DOCUMENT PASSAGE
◇ ◇ ◇ ◇ ◇ ◇ ◇
The Aftermath VCIThere’s a great bonus on the BR/DVD version of The Aftermath that’s well worth watching before you see the main event. That would be the 1973 student film, The Night Caller, directed by Dan Gilbert and inspired by Ray Bradbury’s short story, Night Call, Collect. The same guy who co-wrote and stars in that main event, Steve Burkett, also plays the lead in this short and it seems the plot is something of an expansion of a few ideas from the short as well as some of Burkett and co-writer Stanley Livingston’s own work.

That said, this shot in 1978/released in 1982 film was also something of a passion project for Burkett, as it was made for not a whole lot of money (and it shows), features a few of Burkett’s friends and family members along with the always fun to watch Sid Haig as the film’s main, mean villain. On one hand, it’s not the greatest action film you’ll ever see. However, it’s a case of a killer “B” flick with an oddly effective sting that happens to wear its battered heart on its bloody sleeve.
◇ ◇ ◇ ◇ ◇ ◇ ◇
SUPPLIED RECORDS
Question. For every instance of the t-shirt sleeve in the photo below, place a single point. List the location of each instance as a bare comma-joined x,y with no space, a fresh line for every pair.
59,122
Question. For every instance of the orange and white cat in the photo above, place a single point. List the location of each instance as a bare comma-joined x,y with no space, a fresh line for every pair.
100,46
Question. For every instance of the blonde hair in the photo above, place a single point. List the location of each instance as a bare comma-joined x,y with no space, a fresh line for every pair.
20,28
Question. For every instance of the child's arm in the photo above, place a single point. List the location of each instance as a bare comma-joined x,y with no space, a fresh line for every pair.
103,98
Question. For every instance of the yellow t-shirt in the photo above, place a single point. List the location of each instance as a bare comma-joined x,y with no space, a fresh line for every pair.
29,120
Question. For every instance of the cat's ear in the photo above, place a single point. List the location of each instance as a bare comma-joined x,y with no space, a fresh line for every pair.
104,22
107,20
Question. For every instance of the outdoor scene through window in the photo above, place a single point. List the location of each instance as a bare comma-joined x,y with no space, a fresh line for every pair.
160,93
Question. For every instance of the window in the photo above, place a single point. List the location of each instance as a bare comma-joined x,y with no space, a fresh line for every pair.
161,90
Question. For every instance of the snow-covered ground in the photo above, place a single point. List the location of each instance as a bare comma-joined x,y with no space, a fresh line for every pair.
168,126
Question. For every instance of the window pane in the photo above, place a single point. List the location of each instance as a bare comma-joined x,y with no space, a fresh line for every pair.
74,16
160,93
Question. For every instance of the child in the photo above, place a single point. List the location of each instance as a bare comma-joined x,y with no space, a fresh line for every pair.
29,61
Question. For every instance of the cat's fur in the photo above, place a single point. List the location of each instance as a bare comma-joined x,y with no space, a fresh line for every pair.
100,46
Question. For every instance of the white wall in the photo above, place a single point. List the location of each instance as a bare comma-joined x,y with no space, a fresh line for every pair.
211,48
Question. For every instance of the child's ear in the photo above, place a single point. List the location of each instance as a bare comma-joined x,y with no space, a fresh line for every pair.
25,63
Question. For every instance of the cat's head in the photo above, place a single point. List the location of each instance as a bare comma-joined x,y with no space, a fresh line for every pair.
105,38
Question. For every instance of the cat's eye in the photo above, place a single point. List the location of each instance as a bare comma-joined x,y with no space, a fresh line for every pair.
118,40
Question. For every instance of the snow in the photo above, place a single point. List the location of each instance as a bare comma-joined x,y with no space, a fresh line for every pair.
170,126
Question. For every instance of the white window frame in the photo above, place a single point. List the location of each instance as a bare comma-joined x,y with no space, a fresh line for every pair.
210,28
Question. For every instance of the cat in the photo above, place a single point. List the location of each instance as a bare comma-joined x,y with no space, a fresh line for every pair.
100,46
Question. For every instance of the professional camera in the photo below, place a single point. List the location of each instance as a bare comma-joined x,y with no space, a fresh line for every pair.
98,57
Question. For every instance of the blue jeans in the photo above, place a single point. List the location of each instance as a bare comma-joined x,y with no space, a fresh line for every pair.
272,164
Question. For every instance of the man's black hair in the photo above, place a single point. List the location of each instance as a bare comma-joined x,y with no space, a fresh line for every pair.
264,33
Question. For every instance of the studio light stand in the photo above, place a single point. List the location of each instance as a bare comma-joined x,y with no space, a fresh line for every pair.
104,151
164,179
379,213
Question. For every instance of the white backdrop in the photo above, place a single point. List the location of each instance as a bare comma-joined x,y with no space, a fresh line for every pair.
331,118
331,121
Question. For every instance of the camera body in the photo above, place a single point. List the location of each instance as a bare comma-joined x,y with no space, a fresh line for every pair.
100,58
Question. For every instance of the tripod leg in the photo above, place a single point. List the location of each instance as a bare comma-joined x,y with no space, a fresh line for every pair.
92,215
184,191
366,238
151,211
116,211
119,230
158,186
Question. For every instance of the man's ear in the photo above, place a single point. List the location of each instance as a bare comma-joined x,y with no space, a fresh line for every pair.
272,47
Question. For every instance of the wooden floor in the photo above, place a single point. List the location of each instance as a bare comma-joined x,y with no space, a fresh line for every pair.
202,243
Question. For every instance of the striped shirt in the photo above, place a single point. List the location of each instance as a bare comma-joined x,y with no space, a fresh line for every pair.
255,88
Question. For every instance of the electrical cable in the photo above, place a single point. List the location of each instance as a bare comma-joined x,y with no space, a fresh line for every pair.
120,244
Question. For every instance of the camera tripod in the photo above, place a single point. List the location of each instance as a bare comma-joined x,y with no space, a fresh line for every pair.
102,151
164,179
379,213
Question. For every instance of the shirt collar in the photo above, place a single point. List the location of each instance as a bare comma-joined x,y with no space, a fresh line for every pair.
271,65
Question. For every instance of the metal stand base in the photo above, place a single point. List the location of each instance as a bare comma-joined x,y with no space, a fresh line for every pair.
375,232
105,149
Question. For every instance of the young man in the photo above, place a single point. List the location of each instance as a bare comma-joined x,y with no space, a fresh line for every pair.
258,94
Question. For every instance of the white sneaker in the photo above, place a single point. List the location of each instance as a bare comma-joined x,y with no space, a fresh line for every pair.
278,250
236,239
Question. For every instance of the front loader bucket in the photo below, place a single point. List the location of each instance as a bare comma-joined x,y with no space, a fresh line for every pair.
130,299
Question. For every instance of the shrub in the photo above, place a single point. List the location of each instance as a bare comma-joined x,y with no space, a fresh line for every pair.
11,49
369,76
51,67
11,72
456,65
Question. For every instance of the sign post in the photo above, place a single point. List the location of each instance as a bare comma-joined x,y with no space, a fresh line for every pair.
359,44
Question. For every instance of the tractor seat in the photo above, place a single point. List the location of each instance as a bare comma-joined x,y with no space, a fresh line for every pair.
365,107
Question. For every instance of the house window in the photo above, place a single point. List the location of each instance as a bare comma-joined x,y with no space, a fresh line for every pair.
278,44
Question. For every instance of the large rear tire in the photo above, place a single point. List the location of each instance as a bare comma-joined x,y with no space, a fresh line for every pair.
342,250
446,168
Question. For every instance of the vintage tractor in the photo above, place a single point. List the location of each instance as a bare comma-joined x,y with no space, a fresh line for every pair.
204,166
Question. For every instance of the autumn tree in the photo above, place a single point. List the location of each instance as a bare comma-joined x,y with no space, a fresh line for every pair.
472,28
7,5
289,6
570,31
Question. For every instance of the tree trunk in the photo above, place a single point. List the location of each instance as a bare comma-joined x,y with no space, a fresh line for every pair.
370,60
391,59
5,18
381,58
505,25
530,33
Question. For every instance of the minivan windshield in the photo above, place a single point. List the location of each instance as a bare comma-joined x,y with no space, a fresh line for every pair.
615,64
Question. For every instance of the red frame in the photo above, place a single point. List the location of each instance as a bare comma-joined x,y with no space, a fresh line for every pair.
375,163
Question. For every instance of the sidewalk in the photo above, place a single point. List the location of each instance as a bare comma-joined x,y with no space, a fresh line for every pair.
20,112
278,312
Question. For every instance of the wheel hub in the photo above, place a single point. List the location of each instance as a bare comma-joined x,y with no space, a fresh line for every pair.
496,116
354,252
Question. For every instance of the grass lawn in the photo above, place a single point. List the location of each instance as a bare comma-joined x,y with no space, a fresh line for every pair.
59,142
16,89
◇ ◇ ◇ ◇ ◇ ◇ ◇
ACTIVITY 1
Rewrite more briefly the paragraph of the film review that begins "That said, this shot in 1978," keeping its main facts.
ACTIVITY 2
From the film review, extract the part that opens with the words containing "That said, this" and closes with "its bloody sleeve.".
ACTIVITY 3
Extend the review of The Aftermath, picking up after its final sentence.
The entries come from a separate source.

ANSWER SECTION 1
Shot in 1978 and released in 1982, the film was a low-budget passion project for Burkett, and it looks it. It features some of his friends and family, with Sid Haig as the main villain. It isn't a great action film, but it is a killer "B" movie with an oddly effective sting that wears its battered heart on its bloody sleeve.

ANSWER SECTION 2
That said, this shot in 1978/released in 1982 film was also something of a passion project for Burkett, as it was made for not a whole lot of money (and it shows), features a few of Burkett’s friends and family members along with the always fun to watch Sid Haig as the film’s main, mean villain. On one hand, it’s not the greatest action film you’ll ever see. However, it’s a case of a killer “B” flick with an oddly effective sting that happens to wear its battered heart on its bloody sleeve.

ANSWER SECTION 3
Burkett plays Newman, an astronaut returning to Earth after a lengthy journey with two others, Mathews (Larry Latham) and Williams (Jim Danforth!). They can’t contact anyone on the planet and after an explosion, the ship crash lands in the water somewhere near Los Angeles. Williams is killed and initially, Newman thinks he’s the sole survivor until Mathews washes up shortly thereafter. The men spend a harsh night outdoors where they’re attacked by crazed and somewhat violent (zombie-like?) mutated savages and it’s only when the dawn breaks they find out there’s been a big ol’ nuclear war while the men were away that’s wiped out a good chunk of humanity.  So much for that homecoming parade, right?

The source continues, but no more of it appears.